Task to carry out: The listing beneath should be written out in full, exactly as shown.

Supplied information:
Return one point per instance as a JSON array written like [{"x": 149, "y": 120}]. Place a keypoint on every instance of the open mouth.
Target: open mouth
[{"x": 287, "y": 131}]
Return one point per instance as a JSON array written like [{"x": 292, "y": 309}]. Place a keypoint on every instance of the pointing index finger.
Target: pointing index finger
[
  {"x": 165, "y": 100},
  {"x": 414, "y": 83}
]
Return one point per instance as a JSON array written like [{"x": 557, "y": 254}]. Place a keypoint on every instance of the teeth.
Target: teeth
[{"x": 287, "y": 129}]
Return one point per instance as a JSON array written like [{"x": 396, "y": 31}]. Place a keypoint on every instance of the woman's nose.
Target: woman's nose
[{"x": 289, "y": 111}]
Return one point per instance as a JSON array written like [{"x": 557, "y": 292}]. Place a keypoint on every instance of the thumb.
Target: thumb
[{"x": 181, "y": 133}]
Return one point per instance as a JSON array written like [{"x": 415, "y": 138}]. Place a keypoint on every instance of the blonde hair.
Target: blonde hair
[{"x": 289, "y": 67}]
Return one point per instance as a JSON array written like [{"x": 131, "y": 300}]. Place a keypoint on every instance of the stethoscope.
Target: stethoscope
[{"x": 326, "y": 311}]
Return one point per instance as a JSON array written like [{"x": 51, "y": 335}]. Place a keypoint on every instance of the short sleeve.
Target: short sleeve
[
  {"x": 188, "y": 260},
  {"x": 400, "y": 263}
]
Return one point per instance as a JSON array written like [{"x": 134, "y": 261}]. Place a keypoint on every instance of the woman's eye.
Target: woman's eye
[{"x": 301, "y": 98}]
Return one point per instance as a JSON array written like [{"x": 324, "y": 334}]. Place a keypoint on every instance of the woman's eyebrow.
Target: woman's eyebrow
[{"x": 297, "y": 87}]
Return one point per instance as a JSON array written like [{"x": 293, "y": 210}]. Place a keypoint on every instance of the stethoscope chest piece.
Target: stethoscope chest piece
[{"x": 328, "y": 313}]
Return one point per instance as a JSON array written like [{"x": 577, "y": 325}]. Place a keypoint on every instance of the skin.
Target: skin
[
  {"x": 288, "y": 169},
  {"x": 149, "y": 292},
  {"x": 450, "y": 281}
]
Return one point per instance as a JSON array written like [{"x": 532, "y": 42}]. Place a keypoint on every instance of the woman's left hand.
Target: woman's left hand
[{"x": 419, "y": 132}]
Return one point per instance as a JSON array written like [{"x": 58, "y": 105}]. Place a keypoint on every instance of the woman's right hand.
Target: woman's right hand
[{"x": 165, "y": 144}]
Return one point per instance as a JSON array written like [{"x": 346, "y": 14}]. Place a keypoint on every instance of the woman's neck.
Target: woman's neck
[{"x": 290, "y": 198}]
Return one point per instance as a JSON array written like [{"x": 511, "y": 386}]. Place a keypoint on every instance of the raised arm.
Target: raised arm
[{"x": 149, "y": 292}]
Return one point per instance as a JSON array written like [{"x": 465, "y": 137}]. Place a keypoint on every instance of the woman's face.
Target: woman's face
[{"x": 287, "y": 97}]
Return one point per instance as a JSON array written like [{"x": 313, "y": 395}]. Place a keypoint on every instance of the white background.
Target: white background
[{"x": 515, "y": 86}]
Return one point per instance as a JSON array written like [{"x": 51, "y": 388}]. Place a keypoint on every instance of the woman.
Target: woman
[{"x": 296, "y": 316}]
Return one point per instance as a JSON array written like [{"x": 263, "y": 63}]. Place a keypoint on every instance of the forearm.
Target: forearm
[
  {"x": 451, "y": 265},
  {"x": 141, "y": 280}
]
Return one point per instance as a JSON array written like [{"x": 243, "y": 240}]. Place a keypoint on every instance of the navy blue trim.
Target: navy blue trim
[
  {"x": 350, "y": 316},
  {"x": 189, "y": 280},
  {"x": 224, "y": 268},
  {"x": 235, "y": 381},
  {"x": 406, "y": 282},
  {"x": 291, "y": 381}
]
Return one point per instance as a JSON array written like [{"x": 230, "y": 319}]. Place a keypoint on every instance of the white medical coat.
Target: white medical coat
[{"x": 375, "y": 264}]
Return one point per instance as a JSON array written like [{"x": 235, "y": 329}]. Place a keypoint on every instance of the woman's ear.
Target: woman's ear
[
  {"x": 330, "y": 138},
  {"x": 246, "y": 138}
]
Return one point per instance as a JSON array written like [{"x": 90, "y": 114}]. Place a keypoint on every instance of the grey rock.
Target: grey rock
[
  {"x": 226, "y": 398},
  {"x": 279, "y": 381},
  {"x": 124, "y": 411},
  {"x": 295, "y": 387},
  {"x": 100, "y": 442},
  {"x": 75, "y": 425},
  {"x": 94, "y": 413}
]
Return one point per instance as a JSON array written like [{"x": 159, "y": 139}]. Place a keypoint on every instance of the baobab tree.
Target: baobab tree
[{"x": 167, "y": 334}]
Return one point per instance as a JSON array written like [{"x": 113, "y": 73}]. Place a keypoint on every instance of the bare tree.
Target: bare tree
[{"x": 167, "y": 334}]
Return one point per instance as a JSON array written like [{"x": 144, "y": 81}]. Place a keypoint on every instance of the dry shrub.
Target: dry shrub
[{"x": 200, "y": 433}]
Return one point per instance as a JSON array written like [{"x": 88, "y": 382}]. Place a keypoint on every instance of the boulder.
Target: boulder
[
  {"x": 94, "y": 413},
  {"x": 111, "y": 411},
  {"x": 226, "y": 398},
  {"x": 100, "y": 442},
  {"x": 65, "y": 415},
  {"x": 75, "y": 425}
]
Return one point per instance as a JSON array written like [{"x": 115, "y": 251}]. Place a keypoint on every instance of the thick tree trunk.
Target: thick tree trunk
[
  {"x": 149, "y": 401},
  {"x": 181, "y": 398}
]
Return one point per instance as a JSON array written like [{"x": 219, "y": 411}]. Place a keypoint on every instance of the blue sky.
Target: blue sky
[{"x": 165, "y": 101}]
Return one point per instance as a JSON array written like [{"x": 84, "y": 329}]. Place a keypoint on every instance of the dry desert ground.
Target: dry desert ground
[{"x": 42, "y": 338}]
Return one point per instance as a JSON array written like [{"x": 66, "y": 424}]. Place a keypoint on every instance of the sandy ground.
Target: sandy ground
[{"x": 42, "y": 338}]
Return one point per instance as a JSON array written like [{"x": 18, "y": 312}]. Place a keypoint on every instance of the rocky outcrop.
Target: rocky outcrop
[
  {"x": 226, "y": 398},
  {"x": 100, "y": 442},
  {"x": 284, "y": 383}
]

Solution to this exercise:
Return one point per instance as a JSON array written like [{"x": 149, "y": 120}]. Place a keypoint on every instance of the open mouth.
Target: open mouth
[{"x": 287, "y": 131}]
Return one point per instance as a JSON array written like [{"x": 292, "y": 309}]. Place a keypoint on every instance of the pointing index finger.
Target: pointing index finger
[
  {"x": 165, "y": 100},
  {"x": 414, "y": 83}
]
Return one point per instance as a JSON array written like [{"x": 557, "y": 254}]. Place a keypoint on every instance of the teeth.
Target: teeth
[{"x": 287, "y": 129}]
Return one point per instance as a JSON array written like [{"x": 396, "y": 31}]. Place a keypoint on every instance of the woman's nose.
Target: woman's nose
[{"x": 289, "y": 111}]
Return one point per instance as a JSON array written like [{"x": 557, "y": 292}]. Place a keypoint on every instance of the thumb.
Target: thumb
[{"x": 181, "y": 133}]
Return one point per instance as a JSON array written like [{"x": 415, "y": 138}]. Place a keypoint on every instance of the blonde hair.
Target: blonde hair
[{"x": 289, "y": 67}]
Return one point per instance as a JSON array written like [{"x": 131, "y": 300}]. Place a keypoint on every instance of the stethoscope.
Target: stethoscope
[{"x": 326, "y": 311}]
Return one point per instance as a JSON array written like [{"x": 51, "y": 335}]. Place a keypoint on every instance of the short sleeve.
Target: short sleeve
[
  {"x": 188, "y": 260},
  {"x": 400, "y": 263}
]
Return one point per instance as a JSON array written like [{"x": 134, "y": 261}]. Place a keypoint on every instance of the woman's eye.
Target: woman's eye
[{"x": 301, "y": 98}]
Return one point per instance as a JSON array written like [{"x": 324, "y": 334}]. Place a keypoint on every instance of the woman's eyebrow.
Target: woman's eyebrow
[{"x": 297, "y": 87}]
Return one point per instance as a JSON array written like [{"x": 293, "y": 210}]. Place a keypoint on every instance of the stethoscope chest piece.
Target: stethoscope chest piece
[{"x": 328, "y": 313}]
Return one point per instance as a JSON array written like [{"x": 577, "y": 325}]. Place a keypoint on every instance of the skin.
Target: skin
[
  {"x": 288, "y": 169},
  {"x": 149, "y": 292},
  {"x": 450, "y": 281}
]
Return one point per instance as a JSON array written like [{"x": 532, "y": 42}]. Place a keypoint on every instance of the woman's left hand.
Target: woman's left hand
[{"x": 419, "y": 132}]
Return one point per instance as a JSON array written like [{"x": 58, "y": 105}]. Place a keypoint on every instance of the woman's right hand.
Target: woman's right hand
[{"x": 165, "y": 144}]
Return one point per instance as a JSON array written like [{"x": 346, "y": 14}]. Place a keypoint on every instance of the woman's neck.
Target: woman's neck
[{"x": 290, "y": 198}]
Return one point per instance as a JSON array written like [{"x": 511, "y": 386}]. Place a keypoint on every instance of the raised arm.
Target: raised arm
[{"x": 149, "y": 292}]
Return one point per instance as a JSON array written like [{"x": 465, "y": 137}]. Place a keypoint on every instance of the woman's face.
Target: woman's face
[{"x": 287, "y": 97}]
Return one point per instance as a JSON array written like [{"x": 313, "y": 395}]. Place a keypoint on every instance of the white background.
Target: white background
[{"x": 515, "y": 86}]
Return one point per instance as a JSON array written like [{"x": 51, "y": 388}]. Place a keypoint on every instance of the woman.
Target: woman
[{"x": 296, "y": 316}]
Return one point per instance as a JSON array written like [{"x": 263, "y": 63}]. Place a keypoint on every instance of the forearm.
Target: forearm
[
  {"x": 451, "y": 265},
  {"x": 141, "y": 280}
]
Return one point per instance as a JSON array written like [{"x": 243, "y": 240}]. Place a keypoint on every instance of the navy blue trim.
Target: navy blue trim
[
  {"x": 350, "y": 316},
  {"x": 189, "y": 280},
  {"x": 224, "y": 268},
  {"x": 235, "y": 381},
  {"x": 406, "y": 282},
  {"x": 291, "y": 381}
]
Return one point per instance as a JSON array written like [{"x": 230, "y": 319}]. Place a keypoint on every instance of the white medical coat.
Target: white medical coat
[{"x": 375, "y": 264}]
Return one point per instance as a JSON array written like [{"x": 235, "y": 329}]. Place a keypoint on every instance of the woman's ear.
Target: woman's ear
[
  {"x": 330, "y": 138},
  {"x": 246, "y": 138}
]
Return one point per instance as a JSON array written like [{"x": 90, "y": 114}]. Place a keypoint on every instance of the grey rock.
Target: grey rock
[
  {"x": 226, "y": 398},
  {"x": 279, "y": 381},
  {"x": 124, "y": 411},
  {"x": 295, "y": 387},
  {"x": 100, "y": 442},
  {"x": 75, "y": 425},
  {"x": 94, "y": 413}
]
Return one point per instance as a JSON array written like [{"x": 159, "y": 139}]. Place a keypoint on every instance of the baobab tree.
Target: baobab tree
[{"x": 167, "y": 334}]
Return one point per instance as a JSON array written like [{"x": 113, "y": 73}]. Place a keypoint on every instance of the bare tree.
Target: bare tree
[{"x": 167, "y": 334}]
Return one point per instance as a JSON array written like [{"x": 144, "y": 81}]. Place a keypoint on every instance of the dry shrub.
Target: dry shrub
[{"x": 200, "y": 433}]
Return one point per instance as a JSON array written like [{"x": 88, "y": 382}]. Place a keypoint on every instance of the boulder.
Target: boulder
[
  {"x": 94, "y": 413},
  {"x": 111, "y": 411},
  {"x": 226, "y": 398},
  {"x": 100, "y": 442},
  {"x": 65, "y": 415},
  {"x": 75, "y": 425}
]
Return one point per instance as a JSON array written like [{"x": 115, "y": 251}]. Place a keypoint on every instance of the thick tree trunk.
Target: thick tree trunk
[
  {"x": 149, "y": 401},
  {"x": 181, "y": 398}
]
Return one point per instance as a JSON array written like [{"x": 219, "y": 411}]. Place a keypoint on every instance of the blue sky.
Target: blue sky
[{"x": 165, "y": 101}]
Return one point per instance as a JSON array written like [{"x": 84, "y": 329}]. Place a keypoint on every instance of the dry desert ground.
Target: dry desert ground
[{"x": 42, "y": 338}]
Return one point per instance as a JSON array written like [{"x": 66, "y": 424}]. Place a keypoint on every instance of the sandy ground.
Target: sandy ground
[{"x": 42, "y": 338}]
Return one point per instance as a JSON array written like [{"x": 18, "y": 312}]. Place a keypoint on every instance of the rocky outcrop.
Target: rocky outcrop
[
  {"x": 226, "y": 398},
  {"x": 100, "y": 442},
  {"x": 284, "y": 383}
]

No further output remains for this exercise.